Print exactly, and only, the lines running from the line containing "--target woman with dark hair" through the end of the records below.

▼

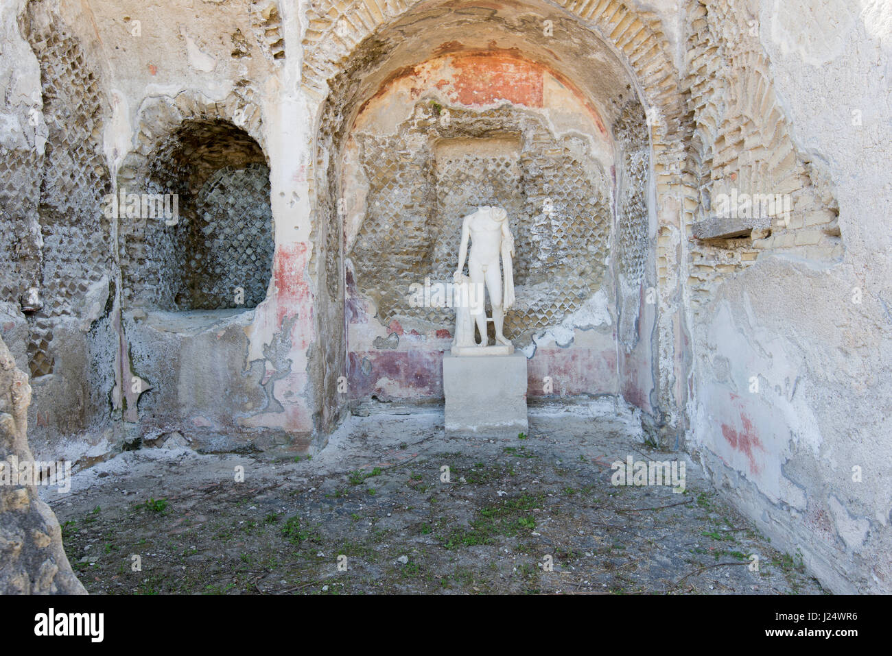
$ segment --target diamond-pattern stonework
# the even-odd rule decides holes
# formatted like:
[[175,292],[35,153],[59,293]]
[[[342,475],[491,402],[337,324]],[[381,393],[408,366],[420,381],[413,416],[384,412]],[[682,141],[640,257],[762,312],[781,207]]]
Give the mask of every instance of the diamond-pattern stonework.
[[203,251],[191,251],[194,307],[235,308],[236,288],[244,303],[256,307],[267,293],[272,268],[272,213],[269,169],[262,164],[220,168],[198,194],[195,241]]
[[121,219],[126,304],[256,307],[266,296],[273,253],[269,168],[260,146],[225,120],[186,121],[160,139],[154,153],[148,179],[127,191],[178,194],[178,220]]
[[425,275],[450,280],[462,217],[500,205],[516,249],[517,303],[506,315],[505,334],[529,343],[601,284],[610,233],[604,174],[571,137],[556,139],[516,108],[450,108],[448,122],[423,101],[416,109],[399,138],[357,135],[370,183],[351,253],[357,289],[376,301],[384,324],[399,317],[449,329],[453,311],[412,308],[410,285]]

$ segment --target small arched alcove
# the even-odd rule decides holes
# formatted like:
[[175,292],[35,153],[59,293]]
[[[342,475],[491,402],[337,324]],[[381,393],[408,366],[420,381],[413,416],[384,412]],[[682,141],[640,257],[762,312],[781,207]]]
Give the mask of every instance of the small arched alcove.
[[[220,119],[183,121],[156,144],[138,194],[120,199],[128,305],[256,307],[272,269],[269,190],[266,158],[244,129]],[[139,211],[130,211],[129,196]]]
[[[657,151],[645,83],[594,23],[534,2],[425,3],[370,33],[337,20],[349,57],[305,63],[329,76],[313,273],[317,320],[343,331],[326,332],[326,390],[345,373],[357,401],[442,398],[452,311],[417,307],[412,287],[448,282],[460,217],[498,204],[519,250],[506,332],[531,358],[528,394],[654,410]],[[649,26],[620,25],[636,66],[663,64]]]

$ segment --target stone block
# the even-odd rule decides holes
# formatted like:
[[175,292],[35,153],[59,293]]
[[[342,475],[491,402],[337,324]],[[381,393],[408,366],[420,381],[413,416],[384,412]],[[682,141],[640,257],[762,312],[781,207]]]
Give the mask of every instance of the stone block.
[[446,436],[516,437],[527,432],[526,357],[443,354]]
[[730,218],[710,217],[694,224],[695,239],[731,239],[748,235],[753,230],[764,230],[772,226],[769,217],[757,218]]

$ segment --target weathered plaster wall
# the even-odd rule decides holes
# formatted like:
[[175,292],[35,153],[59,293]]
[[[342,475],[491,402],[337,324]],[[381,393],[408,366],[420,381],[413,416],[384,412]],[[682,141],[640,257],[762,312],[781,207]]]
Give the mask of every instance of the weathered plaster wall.
[[28,376],[0,339],[0,467],[6,468],[0,475],[7,479],[0,485],[0,594],[86,594],[55,514],[37,486],[21,484],[21,474],[35,465],[28,446],[30,400]]
[[[351,398],[442,398],[454,316],[432,307],[435,286],[451,280],[461,217],[481,205],[506,208],[515,235],[505,331],[532,357],[530,395],[615,393],[615,155],[600,126],[568,81],[509,54],[430,60],[367,103],[341,193]],[[417,298],[425,284],[430,302]]]
[[[699,453],[729,496],[777,544],[800,548],[831,589],[889,590],[888,3],[161,4],[3,5],[0,229],[12,236],[0,238],[0,329],[32,375],[39,454],[88,463],[125,432],[150,440],[178,423],[205,448],[246,447],[269,430],[270,443],[312,449],[348,398],[439,398],[450,321],[376,319],[381,284],[356,254],[376,220],[363,148],[383,135],[428,148],[418,122],[436,130],[440,117],[429,103],[416,116],[423,94],[411,97],[404,81],[451,58],[442,88],[417,87],[426,101],[480,114],[498,109],[487,104],[498,88],[516,126],[503,120],[500,139],[520,138],[518,117],[543,119],[541,150],[575,140],[598,164],[576,161],[606,178],[592,188],[609,191],[609,242],[595,222],[585,298],[534,330],[512,326],[543,333],[529,345],[531,394],[546,375],[556,395],[622,393],[652,415],[658,438]],[[485,58],[455,62],[481,52],[535,62],[583,100],[531,109],[527,73],[467,84]],[[543,102],[548,89],[559,90],[543,86]],[[365,142],[352,137],[376,102],[404,111],[382,113]],[[561,118],[558,105],[574,109]],[[589,109],[599,122],[573,125]],[[268,171],[238,174],[253,191],[235,195],[252,208],[268,196],[260,220],[273,244],[244,309],[220,302],[234,280],[225,270],[211,276],[219,289],[208,285],[215,300],[198,304],[176,302],[173,278],[140,279],[154,256],[133,235],[143,230],[145,243],[147,224],[108,219],[99,202],[122,188],[165,192],[159,163],[185,127],[208,125],[237,134],[229,146],[253,145],[235,161],[203,153],[199,178],[234,164]],[[458,146],[439,160],[430,147],[411,174],[447,214],[463,210],[437,180],[458,175]],[[527,188],[513,157],[502,191]],[[789,212],[769,208],[762,227],[734,238],[694,238],[732,193],[780,194]],[[448,262],[448,250],[434,251],[432,263]],[[135,302],[145,298],[154,301]],[[193,307],[216,314],[167,312]]]
[[691,38],[721,45],[691,54],[706,192],[793,201],[786,225],[772,217],[751,242],[692,249],[692,442],[831,590],[888,593],[892,14],[806,4],[692,5]]

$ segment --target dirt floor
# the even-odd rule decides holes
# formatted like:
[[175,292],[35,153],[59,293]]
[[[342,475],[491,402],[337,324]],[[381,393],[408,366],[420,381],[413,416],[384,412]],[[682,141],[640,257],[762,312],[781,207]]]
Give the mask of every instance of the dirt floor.
[[[634,411],[530,424],[447,439],[442,412],[372,414],[309,459],[201,455],[175,435],[42,493],[94,594],[823,592],[685,455],[648,447]],[[613,485],[629,456],[684,460],[684,492]]]

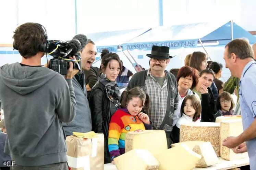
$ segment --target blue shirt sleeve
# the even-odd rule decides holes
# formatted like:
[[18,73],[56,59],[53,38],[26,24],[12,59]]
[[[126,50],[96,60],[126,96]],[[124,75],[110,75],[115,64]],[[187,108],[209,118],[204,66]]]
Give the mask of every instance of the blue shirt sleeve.
[[[246,76],[243,79],[242,95],[254,118],[256,116],[256,77]],[[248,114],[248,113],[247,113]]]

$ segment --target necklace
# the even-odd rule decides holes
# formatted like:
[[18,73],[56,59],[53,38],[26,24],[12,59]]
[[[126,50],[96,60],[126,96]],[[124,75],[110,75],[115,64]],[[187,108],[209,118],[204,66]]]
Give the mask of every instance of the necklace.
[[182,99],[183,99],[183,98],[184,98],[184,97],[185,97],[185,96],[186,96],[186,95],[181,95],[181,97]]

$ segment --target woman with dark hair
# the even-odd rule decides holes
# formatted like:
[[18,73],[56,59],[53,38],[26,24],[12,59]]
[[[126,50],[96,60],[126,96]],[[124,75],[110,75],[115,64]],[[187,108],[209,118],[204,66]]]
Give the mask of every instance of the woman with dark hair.
[[214,71],[215,74],[215,78],[214,79],[214,83],[218,88],[218,92],[220,94],[223,91],[223,86],[224,83],[220,80],[222,75],[222,68],[223,66],[219,62],[213,62],[210,66],[209,69]]
[[206,54],[200,51],[195,51],[191,54],[189,61],[189,66],[195,68],[199,72],[206,69],[208,63]]
[[103,49],[101,55],[100,76],[89,97],[93,131],[104,136],[104,163],[111,162],[108,137],[111,117],[120,107],[121,93],[115,81],[122,68],[118,55]]
[[[195,51],[191,55],[189,66],[195,68],[199,72],[201,72],[207,68],[208,65],[208,63],[207,62],[208,59],[208,57],[205,53],[200,51]],[[210,88],[214,94],[215,100],[217,100],[219,93],[217,87],[214,82],[211,85]]]

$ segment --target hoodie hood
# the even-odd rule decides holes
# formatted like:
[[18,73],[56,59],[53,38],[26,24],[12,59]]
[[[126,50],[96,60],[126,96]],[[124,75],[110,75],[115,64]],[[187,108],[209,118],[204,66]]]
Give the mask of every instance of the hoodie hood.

▲

COMPLETED TASK =
$ segment --target woman with dark hair
# the even-odd rule decides holes
# formatted like:
[[18,73],[56,59],[53,38],[26,24],[12,59]]
[[[126,50],[96,60],[126,96]],[[124,75],[110,75],[115,64]],[[187,108],[209,118],[204,66]]]
Give the mask of every instance of the woman with dark hair.
[[214,71],[215,74],[215,78],[214,79],[214,83],[218,88],[218,92],[220,94],[223,91],[223,86],[224,83],[220,80],[222,75],[222,68],[223,66],[219,62],[213,62],[210,66],[209,69]]
[[206,54],[200,51],[195,51],[191,54],[189,61],[189,66],[195,68],[199,72],[206,69],[208,63]]
[[103,49],[101,55],[100,76],[89,97],[93,131],[104,136],[104,163],[111,162],[108,137],[111,117],[120,107],[121,93],[115,81],[122,68],[118,55]]
[[[195,51],[191,55],[189,66],[195,68],[199,72],[201,72],[207,68],[208,65],[208,63],[207,62],[208,59],[208,57],[205,53],[200,51]],[[210,88],[214,94],[215,100],[217,100],[219,93],[217,87],[214,82],[211,85]]]

$ segment --target hoodie hood
# the even-odd rule decides holes
# formatted like:
[[18,73],[56,59],[53,38],[26,24],[12,59]]
[[[126,50],[96,60],[126,96]],[[124,75],[110,75],[115,64]],[[187,108],[209,118],[204,66]]]
Give the mask of every instance of the hoodie hood.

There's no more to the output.